→ INSTRUCTIONS TO FOLLOW:
Write out exactly the lines of the entries below from the one holding "point(247, 124)" to the one holding "point(4, 115)", inclusive, and leave out all other lines.

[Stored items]
****************
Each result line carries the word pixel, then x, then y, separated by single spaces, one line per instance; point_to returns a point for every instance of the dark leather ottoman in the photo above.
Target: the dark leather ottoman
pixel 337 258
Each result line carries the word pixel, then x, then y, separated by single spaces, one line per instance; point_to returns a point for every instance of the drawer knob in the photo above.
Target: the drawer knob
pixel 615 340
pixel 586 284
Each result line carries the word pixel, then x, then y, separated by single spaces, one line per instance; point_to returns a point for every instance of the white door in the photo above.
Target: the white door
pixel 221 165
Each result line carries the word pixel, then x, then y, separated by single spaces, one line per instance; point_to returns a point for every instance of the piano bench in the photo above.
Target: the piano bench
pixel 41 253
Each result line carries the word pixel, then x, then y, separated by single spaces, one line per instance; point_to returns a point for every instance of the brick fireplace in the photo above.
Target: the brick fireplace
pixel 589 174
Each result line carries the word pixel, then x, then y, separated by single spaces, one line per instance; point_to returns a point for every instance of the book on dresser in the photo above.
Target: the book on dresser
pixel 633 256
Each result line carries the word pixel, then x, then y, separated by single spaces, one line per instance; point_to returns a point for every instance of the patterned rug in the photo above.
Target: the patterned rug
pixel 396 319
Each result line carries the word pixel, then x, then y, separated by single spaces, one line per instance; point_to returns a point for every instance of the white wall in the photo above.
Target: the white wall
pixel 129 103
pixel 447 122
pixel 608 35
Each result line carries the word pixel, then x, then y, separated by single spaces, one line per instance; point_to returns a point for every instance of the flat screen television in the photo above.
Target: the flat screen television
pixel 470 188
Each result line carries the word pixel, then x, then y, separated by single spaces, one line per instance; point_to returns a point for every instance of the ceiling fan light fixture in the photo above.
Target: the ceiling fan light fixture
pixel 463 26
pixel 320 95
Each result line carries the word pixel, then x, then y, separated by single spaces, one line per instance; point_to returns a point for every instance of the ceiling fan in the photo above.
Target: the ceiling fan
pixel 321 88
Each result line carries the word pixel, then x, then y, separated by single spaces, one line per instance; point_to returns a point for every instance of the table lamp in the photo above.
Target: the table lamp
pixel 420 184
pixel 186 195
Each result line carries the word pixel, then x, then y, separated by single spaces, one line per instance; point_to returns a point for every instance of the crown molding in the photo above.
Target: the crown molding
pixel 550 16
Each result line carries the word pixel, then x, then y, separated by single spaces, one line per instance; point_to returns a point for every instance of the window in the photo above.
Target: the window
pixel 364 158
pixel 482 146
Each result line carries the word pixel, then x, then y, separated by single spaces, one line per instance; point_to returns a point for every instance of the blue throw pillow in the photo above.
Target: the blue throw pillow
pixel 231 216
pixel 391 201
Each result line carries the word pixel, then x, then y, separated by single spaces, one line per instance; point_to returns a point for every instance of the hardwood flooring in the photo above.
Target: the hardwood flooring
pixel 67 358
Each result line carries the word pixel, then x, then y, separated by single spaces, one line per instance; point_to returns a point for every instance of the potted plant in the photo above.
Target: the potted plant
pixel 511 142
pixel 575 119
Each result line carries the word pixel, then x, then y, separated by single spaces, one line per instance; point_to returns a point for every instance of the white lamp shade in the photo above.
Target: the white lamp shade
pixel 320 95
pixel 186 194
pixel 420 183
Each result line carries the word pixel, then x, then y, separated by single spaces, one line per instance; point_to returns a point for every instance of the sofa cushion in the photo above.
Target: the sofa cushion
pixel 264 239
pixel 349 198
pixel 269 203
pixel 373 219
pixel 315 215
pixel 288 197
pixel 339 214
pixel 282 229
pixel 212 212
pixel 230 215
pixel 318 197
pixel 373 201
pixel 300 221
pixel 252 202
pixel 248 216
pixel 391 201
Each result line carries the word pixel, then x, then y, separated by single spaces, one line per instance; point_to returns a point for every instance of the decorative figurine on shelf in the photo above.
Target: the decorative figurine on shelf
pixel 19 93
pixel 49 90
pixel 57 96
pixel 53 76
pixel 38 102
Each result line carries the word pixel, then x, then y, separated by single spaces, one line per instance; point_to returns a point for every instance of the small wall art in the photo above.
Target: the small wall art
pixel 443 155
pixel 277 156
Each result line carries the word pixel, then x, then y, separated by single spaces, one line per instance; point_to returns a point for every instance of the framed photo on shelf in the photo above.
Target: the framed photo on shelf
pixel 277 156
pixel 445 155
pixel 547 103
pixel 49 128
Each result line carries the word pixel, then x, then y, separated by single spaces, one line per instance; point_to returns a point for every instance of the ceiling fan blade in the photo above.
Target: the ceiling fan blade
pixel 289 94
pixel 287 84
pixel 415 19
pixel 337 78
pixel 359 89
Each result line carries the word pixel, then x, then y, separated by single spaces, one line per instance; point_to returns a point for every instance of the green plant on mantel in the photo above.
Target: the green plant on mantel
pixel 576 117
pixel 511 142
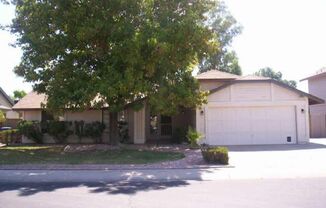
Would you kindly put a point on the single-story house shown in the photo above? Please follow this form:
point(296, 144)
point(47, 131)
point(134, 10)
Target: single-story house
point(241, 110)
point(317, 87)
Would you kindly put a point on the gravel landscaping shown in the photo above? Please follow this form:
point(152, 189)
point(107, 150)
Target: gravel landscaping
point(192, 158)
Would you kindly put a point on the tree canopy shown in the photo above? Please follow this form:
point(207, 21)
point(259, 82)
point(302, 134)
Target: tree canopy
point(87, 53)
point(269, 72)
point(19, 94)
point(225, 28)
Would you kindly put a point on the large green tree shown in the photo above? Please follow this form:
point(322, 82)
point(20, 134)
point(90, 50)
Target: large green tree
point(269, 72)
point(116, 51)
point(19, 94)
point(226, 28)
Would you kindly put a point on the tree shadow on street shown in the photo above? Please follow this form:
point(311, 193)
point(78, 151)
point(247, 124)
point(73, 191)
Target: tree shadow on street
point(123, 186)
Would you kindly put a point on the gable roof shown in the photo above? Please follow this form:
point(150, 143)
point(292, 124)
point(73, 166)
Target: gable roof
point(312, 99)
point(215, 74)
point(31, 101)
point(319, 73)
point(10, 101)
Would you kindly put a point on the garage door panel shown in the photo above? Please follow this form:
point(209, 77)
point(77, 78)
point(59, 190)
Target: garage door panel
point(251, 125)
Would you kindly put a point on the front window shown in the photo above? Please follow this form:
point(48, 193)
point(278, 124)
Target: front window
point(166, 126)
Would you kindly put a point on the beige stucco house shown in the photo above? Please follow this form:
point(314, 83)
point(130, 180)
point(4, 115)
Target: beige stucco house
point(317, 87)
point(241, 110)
****************
→ SOLUTION FOR THIS PROBLEM:
point(247, 124)
point(73, 191)
Target: tree shadow on street
point(123, 186)
Would you kindly put a point on the gable roof shown in the photo above? Please follow this form:
point(150, 143)
point(292, 124)
point(73, 166)
Target: gable roof
point(312, 99)
point(215, 74)
point(31, 101)
point(319, 73)
point(10, 101)
Would you kindly put a point on the garage door panel shown in the photo above? Please follow this form:
point(209, 77)
point(77, 78)
point(59, 190)
Target: garage door panel
point(251, 125)
Would you kindly put a point on the front window shown in the photo above? Please follow this form:
point(48, 193)
point(278, 124)
Target: front window
point(166, 126)
Would you kindly put a point on the beige stucco house shown in the photo above? Please follow this form:
point(314, 83)
point(130, 180)
point(4, 115)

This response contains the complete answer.